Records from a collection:
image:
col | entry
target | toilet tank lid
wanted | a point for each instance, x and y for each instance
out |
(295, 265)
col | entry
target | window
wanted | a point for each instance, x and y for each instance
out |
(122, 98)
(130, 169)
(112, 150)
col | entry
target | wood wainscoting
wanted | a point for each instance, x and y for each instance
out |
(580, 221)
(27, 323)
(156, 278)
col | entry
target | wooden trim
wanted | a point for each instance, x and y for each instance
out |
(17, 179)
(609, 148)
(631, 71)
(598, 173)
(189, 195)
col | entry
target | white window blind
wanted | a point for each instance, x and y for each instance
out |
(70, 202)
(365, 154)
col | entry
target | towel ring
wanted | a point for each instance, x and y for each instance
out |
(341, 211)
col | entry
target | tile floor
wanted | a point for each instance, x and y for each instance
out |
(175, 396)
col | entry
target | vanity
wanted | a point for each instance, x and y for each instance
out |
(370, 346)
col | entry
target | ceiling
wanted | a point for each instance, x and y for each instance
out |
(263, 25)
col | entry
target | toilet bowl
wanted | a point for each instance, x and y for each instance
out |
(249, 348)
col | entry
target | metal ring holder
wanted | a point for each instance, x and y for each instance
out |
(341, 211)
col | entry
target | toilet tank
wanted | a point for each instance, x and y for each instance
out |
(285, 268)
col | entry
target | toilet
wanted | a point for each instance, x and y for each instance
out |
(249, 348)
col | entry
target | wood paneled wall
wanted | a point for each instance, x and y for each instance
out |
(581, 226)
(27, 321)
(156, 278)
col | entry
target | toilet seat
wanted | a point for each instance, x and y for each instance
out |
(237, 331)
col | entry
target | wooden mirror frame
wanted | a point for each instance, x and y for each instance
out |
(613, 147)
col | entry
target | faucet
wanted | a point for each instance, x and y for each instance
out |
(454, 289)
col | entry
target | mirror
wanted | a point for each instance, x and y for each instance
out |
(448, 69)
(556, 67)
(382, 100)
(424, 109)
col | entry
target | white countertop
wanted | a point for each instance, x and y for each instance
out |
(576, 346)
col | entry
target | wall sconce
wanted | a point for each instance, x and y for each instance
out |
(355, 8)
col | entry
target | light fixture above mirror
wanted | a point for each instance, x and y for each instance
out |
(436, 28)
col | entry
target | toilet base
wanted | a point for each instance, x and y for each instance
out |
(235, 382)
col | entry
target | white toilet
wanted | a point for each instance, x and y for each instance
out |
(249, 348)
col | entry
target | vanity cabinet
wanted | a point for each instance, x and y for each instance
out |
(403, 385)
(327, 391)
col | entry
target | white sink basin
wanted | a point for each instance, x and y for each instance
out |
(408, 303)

* _PROBLEM_
Take the lines above and retype all of them exactly.

* _RESULT OF THIS TASK_
image:
col | entry
target | toilet tank lid
wanted | a point for each instance, x and y for each instance
out |
(295, 265)
col | entry
target | window
wanted | a point for each instance, x and y for each instance
out |
(122, 98)
(130, 169)
(112, 150)
col | entry
target | wood wainscoting
wanted | a point for each instance, x and y for each instance
out |
(580, 221)
(27, 323)
(156, 278)
col | entry
target | wooden trim
wanted | a point for each instance, x and y for each instance
out |
(17, 179)
(609, 148)
(631, 71)
(598, 173)
(189, 195)
col | entry
target | white window blind
wanted | a point for each instance, x and y for each instance
out |
(70, 202)
(365, 154)
col | entry
target | towel ring
wanted | a point for each instance, x and y for each instance
out |
(341, 211)
col | entry
target | tile floor
wanted | a point for each instance, x and y for each instance
out |
(175, 396)
col | entry
target | vanity
wanted | a point for each instance, x and y for each instance
out |
(370, 346)
col | entry
target | ceiling
wanted | a point for each instance, x and y for each instance
out |
(263, 25)
col | entry
target | toilet bowl
wanted | a point for each instance, x and y for each instance
out |
(249, 348)
col | entry
target | metal ring holder
wanted | a point for each instance, x and y for each instance
out |
(341, 211)
col | entry
target | toilet tank
wanted | a point for each instance, x and y for each instance
out |
(285, 268)
col | entry
target | toilet
wanted | a point for each instance, x and y for each instance
out |
(249, 348)
col | entry
target | wood paneled wall
wanted | a point for each instance, x and y for each instance
out |
(581, 226)
(27, 321)
(156, 278)
col | entry
target | toilet seat
wanted | a point for each instance, x and y for each instance
out |
(237, 331)
col | entry
target | wooden mirror frame
wanted | a point for each instance, x and y for each instance
out |
(613, 147)
col | entry
target | faucet
wanted | a point for each instance, x and y for each instance
out |
(454, 289)
col | entry
target | mirror
wanted | a point for each instance, x and y for each instance
out |
(448, 69)
(556, 67)
(382, 100)
(424, 109)
col | entry
target | white countertop
wanted | a point for each instance, x and y for each instance
out |
(576, 346)
col | entry
target | wall sconce
wanted | a point for each instance, x and y for each instance
out |
(355, 8)
col | entry
target | light fixture above mirror
wanted | a point for each instance, x and y for each instance
out |
(436, 28)
col | entry
target | toilet base
wanted | a point for each instance, x and y for each instance
out |
(235, 382)
col | entry
target | white toilet
wanted | a point for each instance, x and y for each instance
out |
(249, 348)
col | entry
target | vanity cabinet
wanted | a point for each instance, x and y for each instance
out |
(403, 385)
(327, 391)
col | entry
target | white sink basin
wanted | a point for each instance, x and y for each instance
out |
(408, 303)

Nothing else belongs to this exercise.